■ **Exercise directions**: Please render the part of the material that opens with the line containing "the zebra tail" and closes with the line containing "x=195, y=508" as a Markdown table with the columns Row and Line. Number each line in the Row column and leave out blank lines.
## start
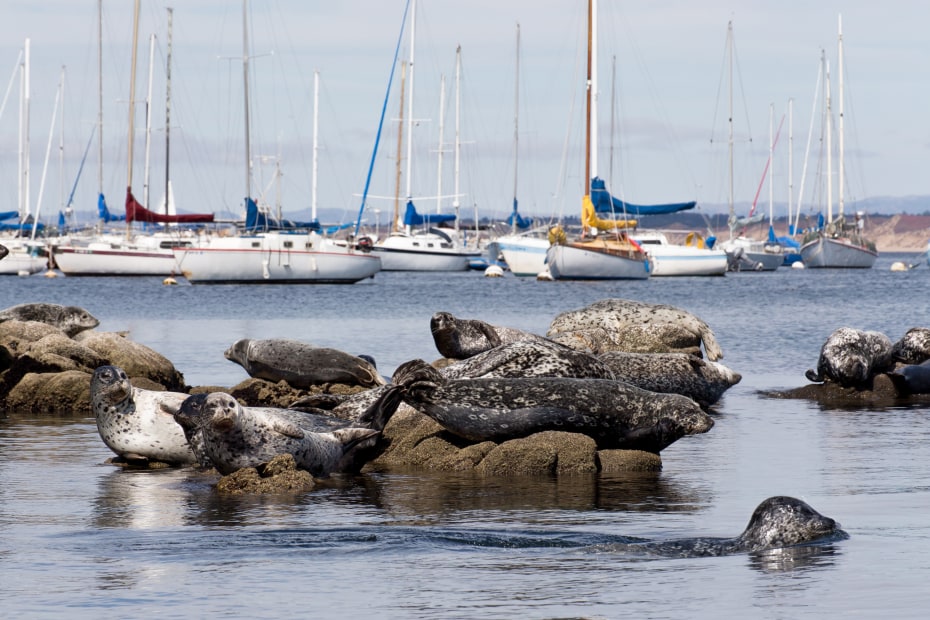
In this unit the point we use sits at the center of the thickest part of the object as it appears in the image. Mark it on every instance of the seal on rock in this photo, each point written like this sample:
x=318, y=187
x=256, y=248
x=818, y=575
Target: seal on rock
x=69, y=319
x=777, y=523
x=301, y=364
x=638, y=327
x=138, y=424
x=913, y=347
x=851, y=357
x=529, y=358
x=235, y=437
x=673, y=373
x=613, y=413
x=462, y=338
## end
## start
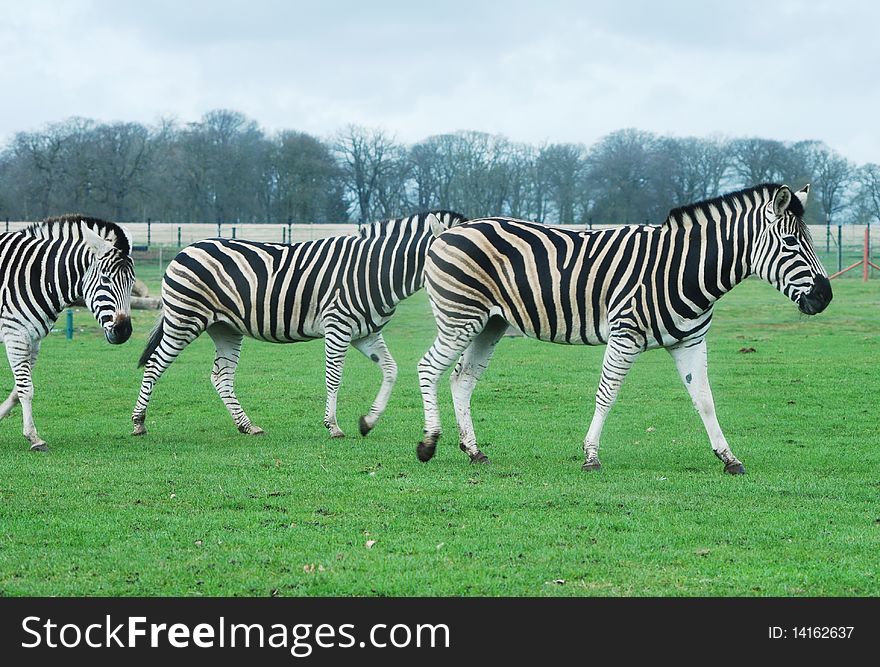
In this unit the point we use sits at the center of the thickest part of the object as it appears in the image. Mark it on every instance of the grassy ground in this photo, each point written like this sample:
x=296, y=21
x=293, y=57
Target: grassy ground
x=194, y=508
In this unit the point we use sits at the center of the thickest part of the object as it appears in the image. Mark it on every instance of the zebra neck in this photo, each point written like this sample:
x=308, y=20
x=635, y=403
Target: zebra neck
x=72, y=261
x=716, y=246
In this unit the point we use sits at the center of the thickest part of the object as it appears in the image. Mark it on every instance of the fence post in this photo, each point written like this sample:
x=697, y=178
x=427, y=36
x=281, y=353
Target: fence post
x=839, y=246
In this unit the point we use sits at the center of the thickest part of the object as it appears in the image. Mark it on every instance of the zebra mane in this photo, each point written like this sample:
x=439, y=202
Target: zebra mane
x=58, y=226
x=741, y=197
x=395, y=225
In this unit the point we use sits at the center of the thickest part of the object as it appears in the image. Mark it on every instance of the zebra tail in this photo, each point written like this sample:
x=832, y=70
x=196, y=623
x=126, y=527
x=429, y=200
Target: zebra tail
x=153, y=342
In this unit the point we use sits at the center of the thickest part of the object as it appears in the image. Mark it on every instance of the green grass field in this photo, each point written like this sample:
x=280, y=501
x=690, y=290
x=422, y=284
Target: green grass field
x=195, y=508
## end
■ **The completed task**:
| Row | Line |
|---|---|
| 1 | In this unit the point we use sits at the center of the thickest part of the object as it appears in the image. Mark it on every instance of the zebra tail in this photo, each point written like this sample: |
| 2 | x=832, y=70 |
| 3 | x=196, y=623 |
| 4 | x=126, y=527 |
| 5 | x=429, y=200 |
| 6 | Target: zebra tail |
| 7 | x=153, y=342 |
| 8 | In this unit the point we use sits at the center of the thickest part of the object as it appears in the image. Mark it on every instance of the green grass field in this photo, each point written like this sample: |
| 9 | x=280, y=501 |
| 10 | x=690, y=290 |
| 11 | x=422, y=284 |
| 12 | Target: green grass field |
| 13 | x=195, y=508 |